Available records:
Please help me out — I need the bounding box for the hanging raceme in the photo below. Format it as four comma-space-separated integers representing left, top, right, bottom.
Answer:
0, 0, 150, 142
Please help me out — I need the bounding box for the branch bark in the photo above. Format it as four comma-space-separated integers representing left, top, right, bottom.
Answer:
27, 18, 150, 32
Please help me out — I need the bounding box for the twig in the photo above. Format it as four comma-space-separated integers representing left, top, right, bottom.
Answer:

The exercise:
Write out every line of the material above that contains the string "need".

Task output:
Please help me out — I need the bounding box for the hanging raceme in the photo below. Format it as four comma-space-separated integers representing left, top, right, bottom.
Please help me out — I need the bounding box for the branch bark in the photo above. Format it as four comma-space-separated integers representing left, top, right, bottom.
Please help me out — I need the bounding box for the twig in the photo above. Format it as four comma-space-separated integers representing left, top, right, bottom.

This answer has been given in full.